#### AIM OF THE TASK
Reproduce exactly the lines below from the one containing "find shadow on grass" through the one containing "find snow-capped mountain", including both, and nothing else.

#### Free-text object descriptions
BEGIN
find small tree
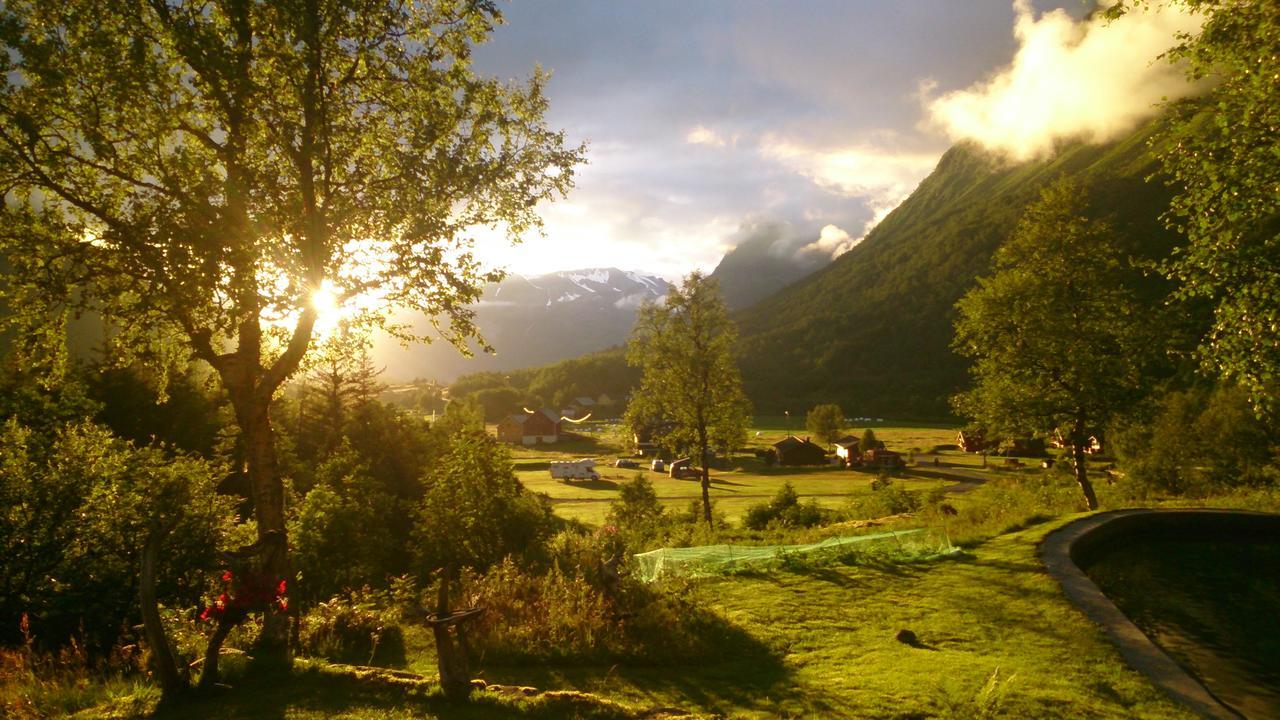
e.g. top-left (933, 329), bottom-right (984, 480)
top-left (805, 404), bottom-right (845, 445)
top-left (625, 272), bottom-right (751, 526)
top-left (606, 474), bottom-right (666, 536)
top-left (953, 180), bottom-right (1153, 510)
top-left (413, 429), bottom-right (553, 698)
top-left (860, 428), bottom-right (879, 456)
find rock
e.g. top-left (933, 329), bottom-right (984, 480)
top-left (895, 629), bottom-right (920, 646)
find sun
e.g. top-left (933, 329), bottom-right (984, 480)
top-left (309, 281), bottom-right (347, 338)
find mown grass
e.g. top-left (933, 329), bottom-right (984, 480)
top-left (471, 517), bottom-right (1194, 719)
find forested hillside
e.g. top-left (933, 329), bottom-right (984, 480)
top-left (455, 118), bottom-right (1192, 419)
top-left (736, 118), bottom-right (1187, 418)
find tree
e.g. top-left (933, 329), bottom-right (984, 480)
top-left (626, 272), bottom-right (750, 526)
top-left (805, 403), bottom-right (845, 445)
top-left (0, 0), bottom-right (582, 663)
top-left (859, 428), bottom-right (879, 456)
top-left (1108, 1), bottom-right (1280, 416)
top-left (413, 428), bottom-right (553, 698)
top-left (953, 180), bottom-right (1153, 510)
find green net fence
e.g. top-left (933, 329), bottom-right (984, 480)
top-left (633, 528), bottom-right (952, 582)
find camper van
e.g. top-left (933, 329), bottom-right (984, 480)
top-left (549, 459), bottom-right (600, 482)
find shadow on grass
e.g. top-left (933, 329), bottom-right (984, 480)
top-left (148, 661), bottom-right (642, 720)
top-left (475, 604), bottom-right (820, 718)
top-left (560, 478), bottom-right (621, 492)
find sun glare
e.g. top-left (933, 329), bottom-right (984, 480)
top-left (309, 281), bottom-right (346, 338)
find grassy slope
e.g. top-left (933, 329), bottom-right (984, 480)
top-left (471, 517), bottom-right (1192, 719)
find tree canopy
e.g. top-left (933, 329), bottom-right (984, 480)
top-left (953, 180), bottom-right (1156, 509)
top-left (625, 272), bottom-right (750, 525)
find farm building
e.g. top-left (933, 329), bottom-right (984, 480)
top-left (496, 408), bottom-right (561, 445)
top-left (772, 436), bottom-right (828, 466)
top-left (833, 437), bottom-right (860, 462)
top-left (956, 429), bottom-right (989, 453)
top-left (860, 448), bottom-right (904, 468)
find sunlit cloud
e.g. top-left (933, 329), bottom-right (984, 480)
top-left (759, 135), bottom-right (938, 200)
top-left (797, 224), bottom-right (859, 261)
top-left (686, 124), bottom-right (727, 147)
top-left (922, 0), bottom-right (1205, 161)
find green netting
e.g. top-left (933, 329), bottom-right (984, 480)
top-left (633, 529), bottom-right (945, 582)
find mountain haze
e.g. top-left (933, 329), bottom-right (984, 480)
top-left (375, 268), bottom-right (669, 382)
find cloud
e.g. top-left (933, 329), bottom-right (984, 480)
top-left (797, 224), bottom-right (860, 260)
top-left (759, 136), bottom-right (938, 199)
top-left (686, 125), bottom-right (727, 147)
top-left (923, 0), bottom-right (1205, 161)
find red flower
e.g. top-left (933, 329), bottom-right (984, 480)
top-left (221, 570), bottom-right (233, 583)
top-left (276, 579), bottom-right (287, 595)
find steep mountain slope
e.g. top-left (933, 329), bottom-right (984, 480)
top-left (735, 119), bottom-right (1183, 418)
top-left (375, 268), bottom-right (668, 381)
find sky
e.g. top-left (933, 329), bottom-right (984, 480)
top-left (465, 0), bottom-right (1203, 281)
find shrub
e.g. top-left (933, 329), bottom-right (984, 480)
top-left (605, 474), bottom-right (665, 536)
top-left (743, 481), bottom-right (826, 530)
top-left (299, 595), bottom-right (406, 668)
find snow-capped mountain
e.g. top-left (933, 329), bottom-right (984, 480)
top-left (375, 268), bottom-right (669, 381)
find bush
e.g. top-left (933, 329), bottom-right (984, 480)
top-left (0, 420), bottom-right (233, 654)
top-left (299, 595), bottom-right (406, 668)
top-left (605, 474), bottom-right (665, 536)
top-left (743, 482), bottom-right (827, 530)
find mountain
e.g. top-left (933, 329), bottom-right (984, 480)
top-left (709, 231), bottom-right (825, 309)
top-left (375, 268), bottom-right (669, 382)
top-left (451, 117), bottom-right (1192, 420)
top-left (734, 119), bottom-right (1185, 418)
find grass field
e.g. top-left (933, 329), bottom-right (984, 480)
top-left (451, 516), bottom-right (1193, 719)
top-left (507, 421), bottom-right (964, 525)
top-left (74, 515), bottom-right (1193, 719)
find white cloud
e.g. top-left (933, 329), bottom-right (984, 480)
top-left (797, 224), bottom-right (860, 260)
top-left (759, 136), bottom-right (938, 199)
top-left (686, 124), bottom-right (727, 147)
top-left (923, 0), bottom-right (1205, 161)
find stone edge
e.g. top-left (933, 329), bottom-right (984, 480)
top-left (1038, 508), bottom-right (1256, 720)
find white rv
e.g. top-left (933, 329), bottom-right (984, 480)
top-left (549, 459), bottom-right (600, 482)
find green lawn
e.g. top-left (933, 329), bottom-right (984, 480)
top-left (468, 516), bottom-right (1192, 719)
top-left (76, 515), bottom-right (1194, 719)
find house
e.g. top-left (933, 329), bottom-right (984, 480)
top-left (772, 435), bottom-right (828, 466)
top-left (861, 448), bottom-right (904, 468)
top-left (496, 409), bottom-right (561, 445)
top-left (956, 429), bottom-right (989, 453)
top-left (1050, 431), bottom-right (1104, 454)
top-left (595, 393), bottom-right (614, 408)
top-left (833, 437), bottom-right (860, 463)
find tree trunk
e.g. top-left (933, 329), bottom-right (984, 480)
top-left (238, 395), bottom-right (292, 665)
top-left (197, 615), bottom-right (237, 690)
top-left (432, 570), bottom-right (473, 700)
top-left (1071, 421), bottom-right (1099, 510)
top-left (140, 523), bottom-right (187, 697)
top-left (700, 464), bottom-right (712, 527)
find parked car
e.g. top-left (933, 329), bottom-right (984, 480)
top-left (650, 458), bottom-right (666, 473)
top-left (614, 458), bottom-right (639, 469)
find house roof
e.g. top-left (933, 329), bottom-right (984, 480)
top-left (773, 435), bottom-right (820, 452)
top-left (574, 396), bottom-right (595, 406)
top-left (833, 435), bottom-right (859, 447)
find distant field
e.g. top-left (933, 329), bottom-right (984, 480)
top-left (509, 421), bottom-right (964, 525)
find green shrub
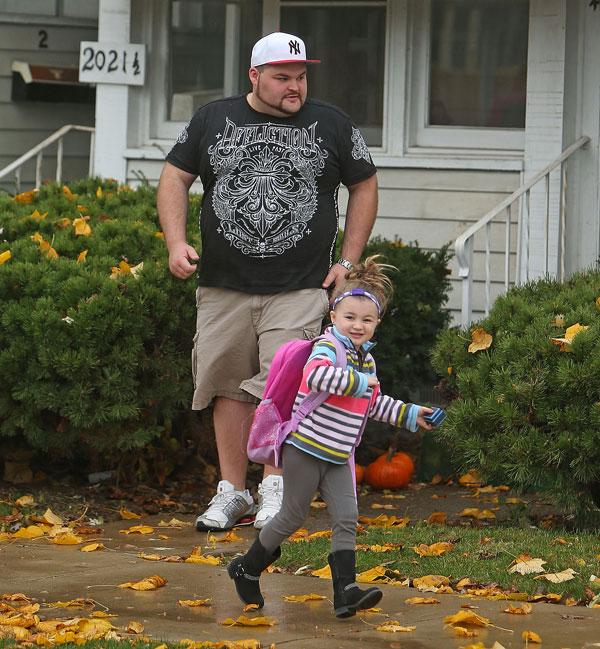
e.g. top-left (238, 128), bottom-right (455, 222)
top-left (431, 271), bottom-right (600, 514)
top-left (0, 184), bottom-right (452, 479)
top-left (362, 238), bottom-right (452, 402)
top-left (0, 179), bottom-right (199, 474)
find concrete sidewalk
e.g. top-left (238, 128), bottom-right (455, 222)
top-left (1, 517), bottom-right (599, 649)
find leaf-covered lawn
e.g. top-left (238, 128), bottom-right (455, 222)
top-left (279, 523), bottom-right (600, 602)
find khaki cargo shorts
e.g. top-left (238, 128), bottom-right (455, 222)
top-left (191, 286), bottom-right (330, 411)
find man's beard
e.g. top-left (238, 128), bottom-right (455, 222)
top-left (255, 79), bottom-right (304, 116)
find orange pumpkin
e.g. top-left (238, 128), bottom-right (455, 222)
top-left (355, 463), bottom-right (365, 485)
top-left (365, 450), bottom-right (414, 490)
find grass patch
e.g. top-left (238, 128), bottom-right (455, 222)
top-left (0, 642), bottom-right (185, 649)
top-left (278, 523), bottom-right (600, 601)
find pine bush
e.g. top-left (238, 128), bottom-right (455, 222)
top-left (431, 272), bottom-right (600, 514)
top-left (0, 179), bottom-right (199, 471)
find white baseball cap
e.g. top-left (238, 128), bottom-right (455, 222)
top-left (250, 32), bottom-right (321, 67)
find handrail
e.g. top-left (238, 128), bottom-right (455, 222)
top-left (0, 124), bottom-right (96, 191)
top-left (455, 135), bottom-right (590, 328)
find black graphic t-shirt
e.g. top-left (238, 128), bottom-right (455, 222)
top-left (166, 95), bottom-right (377, 293)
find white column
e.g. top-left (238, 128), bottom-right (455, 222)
top-left (93, 0), bottom-right (131, 182)
top-left (521, 0), bottom-right (566, 281)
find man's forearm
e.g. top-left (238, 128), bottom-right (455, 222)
top-left (341, 174), bottom-right (378, 263)
top-left (157, 165), bottom-right (195, 250)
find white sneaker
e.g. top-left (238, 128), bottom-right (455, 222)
top-left (196, 480), bottom-right (256, 531)
top-left (254, 475), bottom-right (284, 529)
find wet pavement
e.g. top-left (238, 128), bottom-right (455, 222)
top-left (1, 516), bottom-right (600, 649)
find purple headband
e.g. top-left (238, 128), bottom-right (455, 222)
top-left (331, 288), bottom-right (382, 315)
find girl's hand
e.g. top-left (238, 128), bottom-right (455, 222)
top-left (416, 406), bottom-right (434, 431)
top-left (367, 375), bottom-right (379, 388)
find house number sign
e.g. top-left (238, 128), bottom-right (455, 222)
top-left (79, 42), bottom-right (146, 86)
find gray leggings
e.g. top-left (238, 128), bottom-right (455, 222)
top-left (258, 444), bottom-right (358, 553)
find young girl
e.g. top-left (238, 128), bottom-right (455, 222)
top-left (228, 256), bottom-right (433, 618)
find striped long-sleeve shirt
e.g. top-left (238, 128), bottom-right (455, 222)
top-left (285, 326), bottom-right (417, 464)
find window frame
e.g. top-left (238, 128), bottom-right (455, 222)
top-left (406, 0), bottom-right (526, 153)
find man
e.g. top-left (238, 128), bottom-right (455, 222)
top-left (157, 32), bottom-right (378, 531)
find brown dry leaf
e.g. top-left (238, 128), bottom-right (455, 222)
top-left (405, 597), bottom-right (440, 605)
top-left (534, 567), bottom-right (577, 583)
top-left (81, 543), bottom-right (105, 552)
top-left (426, 511), bottom-right (447, 525)
top-left (413, 541), bottom-right (453, 557)
top-left (508, 557), bottom-right (547, 575)
top-left (444, 610), bottom-right (490, 627)
top-left (118, 575), bottom-right (167, 591)
top-left (127, 621), bottom-right (144, 634)
top-left (119, 525), bottom-right (154, 535)
top-left (504, 603), bottom-right (532, 615)
top-left (283, 593), bottom-right (326, 602)
top-left (178, 599), bottom-right (211, 607)
top-left (458, 470), bottom-right (482, 487)
top-left (220, 615), bottom-right (277, 627)
top-left (371, 503), bottom-right (395, 510)
top-left (522, 630), bottom-right (542, 643)
top-left (14, 495), bottom-right (35, 507)
top-left (11, 525), bottom-right (45, 539)
top-left (310, 500), bottom-right (327, 509)
top-left (51, 532), bottom-right (85, 545)
top-left (375, 621), bottom-right (416, 633)
top-left (119, 508), bottom-right (142, 520)
top-left (311, 565), bottom-right (332, 579)
top-left (468, 328), bottom-right (492, 353)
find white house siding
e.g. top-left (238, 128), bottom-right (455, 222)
top-left (0, 18), bottom-right (96, 191)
END
#### WRITTEN RESPONSE
find shadow on grass
e.g. top-left (933, 329), bottom-right (984, 480)
top-left (148, 661), bottom-right (642, 720)
top-left (475, 604), bottom-right (820, 718)
top-left (560, 478), bottom-right (621, 492)
find sun glare
e.g. top-left (933, 329), bottom-right (984, 480)
top-left (309, 281), bottom-right (346, 338)
find grassy slope
e.g. top-left (933, 329), bottom-right (984, 480)
top-left (471, 517), bottom-right (1192, 719)
find tree canopy
e.g. top-left (933, 329), bottom-right (984, 480)
top-left (953, 180), bottom-right (1156, 509)
top-left (625, 272), bottom-right (750, 525)
find farm building
e.g. top-left (933, 329), bottom-right (984, 480)
top-left (496, 408), bottom-right (561, 445)
top-left (772, 436), bottom-right (828, 466)
top-left (833, 437), bottom-right (860, 462)
top-left (956, 429), bottom-right (989, 453)
top-left (860, 448), bottom-right (904, 468)
find sunlit cloud
e.g. top-left (933, 329), bottom-right (984, 480)
top-left (759, 135), bottom-right (938, 200)
top-left (797, 224), bottom-right (859, 261)
top-left (686, 124), bottom-right (727, 147)
top-left (922, 0), bottom-right (1205, 161)
find green netting
e.g. top-left (933, 329), bottom-right (984, 480)
top-left (633, 529), bottom-right (945, 582)
find mountain haze
e.g. top-left (933, 329), bottom-right (984, 480)
top-left (375, 268), bottom-right (669, 382)
find cloud
e.g. top-left (933, 329), bottom-right (984, 480)
top-left (797, 224), bottom-right (860, 260)
top-left (759, 136), bottom-right (938, 199)
top-left (686, 125), bottom-right (727, 147)
top-left (923, 0), bottom-right (1205, 161)
find red flower
e.g. top-left (933, 329), bottom-right (984, 480)
top-left (221, 570), bottom-right (233, 583)
top-left (276, 579), bottom-right (287, 595)
find steep mountain slope
e.g. top-left (933, 329), bottom-right (984, 480)
top-left (735, 119), bottom-right (1183, 418)
top-left (375, 268), bottom-right (668, 381)
find sky
e.g. top-left (933, 329), bottom-right (984, 480)
top-left (465, 0), bottom-right (1203, 281)
find shrub
e.g. top-left (933, 329), bottom-right (984, 480)
top-left (605, 474), bottom-right (665, 536)
top-left (743, 481), bottom-right (826, 530)
top-left (299, 595), bottom-right (406, 668)
find snow-capped mountain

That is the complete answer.